[What is required]:
Can you update the Mistral notebook text from the part starting at "- Explore chain-of-thought" and ending at "for specific domains.", with "tool-calling" changed to "function calling"?

[Quoted text]:
>> begin

Below we send multiple prompts and view outputs.


In [5]:
import requests
from IPython.display import display, HTML

prompts = [
    "Write a short, whimsical poem about a moonlit forest.",
    "Explain in simple terms how backpropagation works in neural networks.",
    "Given the sentence: 'The cat sat on the mat.', produce an alternative sentence with same meaning but different structure."
]

for p in prompts:
    # POST request to the local Ollama server
    r = requests.post(
        "http://localhost:11434/api/generate",
        json={"model": "mistral", "prompt": p, "stream": False},
    )
    out = r.json()["response"]

    # Show the prompt and the wrapped response
    display(HTML(
        f"<b>Prompt:</b> {p}<br>"
        f"<pre style='white-space: pre-wrap; word-wrap: break-word;'>{out}</pre>"
        "<hr>"
    ))




### Evaluation ideas
- Compare outputs from Mistral 7B with other models (if available) to observe differences in coherence and creativity.
- Critique hallucinations or factual errors.
- Try different prompting styles (formal, casual, etc.).



## 6. Limitations, best practices, and extensions

**Limitations / challenges**
- Laptop resource constraints (especially CPU-only).
- Quantization trade-offs: aggressive quantization may reduce quality.
- Latency on long prompts.

**Best practices**
- Use shorter context windows when possible.
- Adjust temperature / top_p to control creativity.
- Explore chain-of-thought prompting to improve reasoning.

**Extensions**
- Experiment with tool-calling or retrieval-augmented generation.
- Fine-tune smaller adapters for specific domains.
- Combine with external knowledge sources for RAG pipelines.

>> end

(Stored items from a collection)
>> begin

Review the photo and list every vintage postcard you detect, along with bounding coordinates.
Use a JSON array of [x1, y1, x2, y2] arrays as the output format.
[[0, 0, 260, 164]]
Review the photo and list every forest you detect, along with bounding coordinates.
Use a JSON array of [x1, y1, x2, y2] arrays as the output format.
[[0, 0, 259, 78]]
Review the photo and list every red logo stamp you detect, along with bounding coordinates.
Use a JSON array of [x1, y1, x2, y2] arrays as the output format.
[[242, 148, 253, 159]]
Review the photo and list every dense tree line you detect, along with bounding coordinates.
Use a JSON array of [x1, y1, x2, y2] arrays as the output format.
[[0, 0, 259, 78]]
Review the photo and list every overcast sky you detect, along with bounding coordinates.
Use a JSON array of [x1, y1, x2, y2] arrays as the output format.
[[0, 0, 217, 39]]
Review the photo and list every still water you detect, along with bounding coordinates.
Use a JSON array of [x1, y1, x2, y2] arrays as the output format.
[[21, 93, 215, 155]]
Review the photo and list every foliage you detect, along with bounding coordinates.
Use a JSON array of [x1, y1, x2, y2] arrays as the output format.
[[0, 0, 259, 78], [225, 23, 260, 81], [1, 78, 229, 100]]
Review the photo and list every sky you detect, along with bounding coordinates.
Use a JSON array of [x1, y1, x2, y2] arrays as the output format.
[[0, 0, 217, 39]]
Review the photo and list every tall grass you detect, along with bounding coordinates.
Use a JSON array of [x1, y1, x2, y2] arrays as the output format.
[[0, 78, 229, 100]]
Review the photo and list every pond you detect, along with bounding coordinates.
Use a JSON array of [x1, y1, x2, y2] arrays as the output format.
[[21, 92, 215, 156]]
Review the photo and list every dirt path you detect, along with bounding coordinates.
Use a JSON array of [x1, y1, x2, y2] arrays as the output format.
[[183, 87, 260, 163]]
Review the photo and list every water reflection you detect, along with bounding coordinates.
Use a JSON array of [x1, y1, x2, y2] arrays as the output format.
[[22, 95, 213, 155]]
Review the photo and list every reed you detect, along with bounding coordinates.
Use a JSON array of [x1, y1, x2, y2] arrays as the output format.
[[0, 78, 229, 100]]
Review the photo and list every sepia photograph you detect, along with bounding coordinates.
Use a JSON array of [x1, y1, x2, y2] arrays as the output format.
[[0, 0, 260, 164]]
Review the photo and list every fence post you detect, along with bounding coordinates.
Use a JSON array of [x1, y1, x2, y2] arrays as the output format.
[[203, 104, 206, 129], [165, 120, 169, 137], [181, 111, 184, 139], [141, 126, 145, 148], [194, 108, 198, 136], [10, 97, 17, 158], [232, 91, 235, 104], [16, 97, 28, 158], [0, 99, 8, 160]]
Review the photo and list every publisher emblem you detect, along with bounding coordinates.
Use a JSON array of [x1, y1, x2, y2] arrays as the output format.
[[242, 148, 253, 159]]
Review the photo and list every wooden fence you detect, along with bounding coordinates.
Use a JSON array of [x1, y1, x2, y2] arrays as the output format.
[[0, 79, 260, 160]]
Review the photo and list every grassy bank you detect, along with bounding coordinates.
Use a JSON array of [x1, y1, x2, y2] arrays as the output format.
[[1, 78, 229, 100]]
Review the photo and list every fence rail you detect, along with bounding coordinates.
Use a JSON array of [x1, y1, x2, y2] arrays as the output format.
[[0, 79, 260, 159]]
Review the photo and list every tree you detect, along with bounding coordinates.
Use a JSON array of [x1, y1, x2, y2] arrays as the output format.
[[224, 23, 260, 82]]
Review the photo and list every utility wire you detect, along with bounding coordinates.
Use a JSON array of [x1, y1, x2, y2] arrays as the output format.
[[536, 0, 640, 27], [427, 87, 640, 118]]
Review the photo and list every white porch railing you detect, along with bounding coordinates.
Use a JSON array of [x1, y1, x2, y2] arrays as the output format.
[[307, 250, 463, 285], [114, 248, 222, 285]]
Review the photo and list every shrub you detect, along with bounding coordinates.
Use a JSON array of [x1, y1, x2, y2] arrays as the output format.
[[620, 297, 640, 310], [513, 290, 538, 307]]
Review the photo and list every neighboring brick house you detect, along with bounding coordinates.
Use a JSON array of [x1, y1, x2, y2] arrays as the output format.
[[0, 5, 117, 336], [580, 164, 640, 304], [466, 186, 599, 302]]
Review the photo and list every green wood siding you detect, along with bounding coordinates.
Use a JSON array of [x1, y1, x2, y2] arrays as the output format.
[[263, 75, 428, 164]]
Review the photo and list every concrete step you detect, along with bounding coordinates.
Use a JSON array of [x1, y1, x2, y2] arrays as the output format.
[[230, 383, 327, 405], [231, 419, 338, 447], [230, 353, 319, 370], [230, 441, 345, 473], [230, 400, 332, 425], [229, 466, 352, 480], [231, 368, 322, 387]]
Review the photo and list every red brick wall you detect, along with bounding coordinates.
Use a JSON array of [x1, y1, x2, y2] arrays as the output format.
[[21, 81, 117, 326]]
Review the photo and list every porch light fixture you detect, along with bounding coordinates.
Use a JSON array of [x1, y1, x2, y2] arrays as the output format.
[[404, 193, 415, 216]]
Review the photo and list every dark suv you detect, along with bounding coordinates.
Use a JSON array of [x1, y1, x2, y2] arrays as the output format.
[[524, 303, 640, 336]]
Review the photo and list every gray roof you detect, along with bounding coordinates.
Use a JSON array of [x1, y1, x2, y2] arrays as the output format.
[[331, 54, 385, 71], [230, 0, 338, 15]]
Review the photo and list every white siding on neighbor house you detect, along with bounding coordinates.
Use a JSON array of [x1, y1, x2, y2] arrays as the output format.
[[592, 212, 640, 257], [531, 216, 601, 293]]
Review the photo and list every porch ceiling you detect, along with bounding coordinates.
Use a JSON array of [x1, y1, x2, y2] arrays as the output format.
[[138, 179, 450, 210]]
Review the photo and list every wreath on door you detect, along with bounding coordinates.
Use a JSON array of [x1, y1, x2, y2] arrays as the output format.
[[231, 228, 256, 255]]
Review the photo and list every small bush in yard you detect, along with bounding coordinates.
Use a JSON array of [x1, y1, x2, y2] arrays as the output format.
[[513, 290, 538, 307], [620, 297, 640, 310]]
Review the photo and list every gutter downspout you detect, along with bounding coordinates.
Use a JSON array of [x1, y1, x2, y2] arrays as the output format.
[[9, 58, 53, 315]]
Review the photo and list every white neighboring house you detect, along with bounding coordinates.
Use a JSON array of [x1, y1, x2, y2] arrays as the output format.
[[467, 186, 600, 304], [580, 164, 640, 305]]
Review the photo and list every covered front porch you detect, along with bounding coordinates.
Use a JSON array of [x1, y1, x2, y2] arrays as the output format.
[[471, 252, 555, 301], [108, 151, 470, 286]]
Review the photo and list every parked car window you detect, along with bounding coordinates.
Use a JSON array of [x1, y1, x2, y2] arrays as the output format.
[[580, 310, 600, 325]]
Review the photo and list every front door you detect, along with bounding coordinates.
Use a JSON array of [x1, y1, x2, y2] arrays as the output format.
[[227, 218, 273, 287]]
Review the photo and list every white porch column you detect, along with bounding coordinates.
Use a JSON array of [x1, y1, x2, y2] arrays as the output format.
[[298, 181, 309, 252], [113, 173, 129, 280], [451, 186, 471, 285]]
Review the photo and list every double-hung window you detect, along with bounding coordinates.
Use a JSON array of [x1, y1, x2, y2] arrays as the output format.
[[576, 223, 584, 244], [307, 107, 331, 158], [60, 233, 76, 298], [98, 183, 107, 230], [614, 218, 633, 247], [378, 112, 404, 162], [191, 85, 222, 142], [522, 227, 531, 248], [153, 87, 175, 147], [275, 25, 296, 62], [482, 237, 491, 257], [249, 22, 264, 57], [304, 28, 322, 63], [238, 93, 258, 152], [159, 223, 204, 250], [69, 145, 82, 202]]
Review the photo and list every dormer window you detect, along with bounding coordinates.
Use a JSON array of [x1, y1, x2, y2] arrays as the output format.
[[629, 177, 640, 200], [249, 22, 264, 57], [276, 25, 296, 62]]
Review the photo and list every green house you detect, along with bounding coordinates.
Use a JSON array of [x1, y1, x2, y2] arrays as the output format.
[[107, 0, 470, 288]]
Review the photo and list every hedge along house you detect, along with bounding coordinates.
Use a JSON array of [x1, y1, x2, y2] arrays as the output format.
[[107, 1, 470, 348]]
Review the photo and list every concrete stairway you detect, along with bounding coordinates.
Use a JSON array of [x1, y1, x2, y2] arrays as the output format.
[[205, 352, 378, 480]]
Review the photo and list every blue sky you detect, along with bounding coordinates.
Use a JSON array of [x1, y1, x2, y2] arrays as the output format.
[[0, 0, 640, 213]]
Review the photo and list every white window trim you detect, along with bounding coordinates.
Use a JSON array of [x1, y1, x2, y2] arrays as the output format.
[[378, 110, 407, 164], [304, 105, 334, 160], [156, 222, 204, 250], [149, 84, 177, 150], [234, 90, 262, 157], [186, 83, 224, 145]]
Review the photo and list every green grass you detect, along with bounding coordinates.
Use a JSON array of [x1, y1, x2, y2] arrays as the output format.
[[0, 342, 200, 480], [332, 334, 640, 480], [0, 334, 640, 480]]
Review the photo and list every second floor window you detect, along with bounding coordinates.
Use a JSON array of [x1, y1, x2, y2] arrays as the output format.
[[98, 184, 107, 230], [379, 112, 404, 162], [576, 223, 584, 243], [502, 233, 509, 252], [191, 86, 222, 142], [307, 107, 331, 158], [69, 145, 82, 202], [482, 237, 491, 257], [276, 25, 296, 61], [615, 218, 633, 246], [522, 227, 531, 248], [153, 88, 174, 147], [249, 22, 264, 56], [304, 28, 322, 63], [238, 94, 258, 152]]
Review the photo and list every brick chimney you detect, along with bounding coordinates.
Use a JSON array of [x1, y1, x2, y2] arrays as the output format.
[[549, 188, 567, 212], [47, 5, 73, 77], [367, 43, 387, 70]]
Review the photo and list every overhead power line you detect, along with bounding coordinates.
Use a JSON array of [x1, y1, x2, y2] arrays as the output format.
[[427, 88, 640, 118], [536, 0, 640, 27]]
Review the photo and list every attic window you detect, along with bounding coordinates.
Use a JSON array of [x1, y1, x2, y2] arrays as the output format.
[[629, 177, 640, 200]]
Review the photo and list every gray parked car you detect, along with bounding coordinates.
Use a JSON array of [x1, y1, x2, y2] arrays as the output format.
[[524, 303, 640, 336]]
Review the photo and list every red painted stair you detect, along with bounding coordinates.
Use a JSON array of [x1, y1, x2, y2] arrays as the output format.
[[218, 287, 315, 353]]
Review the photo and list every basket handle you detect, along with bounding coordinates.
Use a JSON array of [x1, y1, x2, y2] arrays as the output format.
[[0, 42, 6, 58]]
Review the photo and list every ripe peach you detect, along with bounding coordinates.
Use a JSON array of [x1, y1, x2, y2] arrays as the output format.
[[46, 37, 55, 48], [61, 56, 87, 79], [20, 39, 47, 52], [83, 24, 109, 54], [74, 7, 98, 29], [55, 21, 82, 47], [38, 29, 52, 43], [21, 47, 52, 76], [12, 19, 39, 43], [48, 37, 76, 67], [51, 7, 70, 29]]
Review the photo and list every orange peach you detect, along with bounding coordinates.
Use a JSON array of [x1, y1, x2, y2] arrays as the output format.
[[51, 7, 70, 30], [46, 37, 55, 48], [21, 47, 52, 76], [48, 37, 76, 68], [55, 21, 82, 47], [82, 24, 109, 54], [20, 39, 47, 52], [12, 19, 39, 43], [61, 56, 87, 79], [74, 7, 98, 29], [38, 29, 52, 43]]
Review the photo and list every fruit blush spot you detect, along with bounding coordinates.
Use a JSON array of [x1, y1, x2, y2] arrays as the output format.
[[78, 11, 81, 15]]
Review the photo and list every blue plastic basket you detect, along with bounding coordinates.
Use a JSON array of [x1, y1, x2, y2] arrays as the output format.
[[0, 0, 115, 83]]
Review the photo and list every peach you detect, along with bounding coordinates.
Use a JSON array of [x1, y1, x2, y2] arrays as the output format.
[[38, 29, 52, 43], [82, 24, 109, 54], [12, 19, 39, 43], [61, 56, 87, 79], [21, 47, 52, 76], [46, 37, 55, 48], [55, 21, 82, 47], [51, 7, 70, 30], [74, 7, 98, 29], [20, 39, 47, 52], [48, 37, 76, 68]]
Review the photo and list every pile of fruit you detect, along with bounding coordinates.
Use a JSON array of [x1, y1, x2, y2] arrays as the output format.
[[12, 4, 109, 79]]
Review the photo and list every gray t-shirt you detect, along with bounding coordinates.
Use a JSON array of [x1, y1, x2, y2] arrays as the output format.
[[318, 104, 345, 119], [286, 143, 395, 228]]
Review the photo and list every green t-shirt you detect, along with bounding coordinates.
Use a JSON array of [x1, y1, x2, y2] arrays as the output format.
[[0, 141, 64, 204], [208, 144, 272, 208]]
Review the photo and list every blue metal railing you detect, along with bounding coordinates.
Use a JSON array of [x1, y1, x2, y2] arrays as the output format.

>> end

[In response]:
- Explore chain-of-thought prompting to improve reasoning.

**Extensions**
- Experiment with function calling or retrieval-augmented generation.
- Fine-tune smaller adapters for specific domains.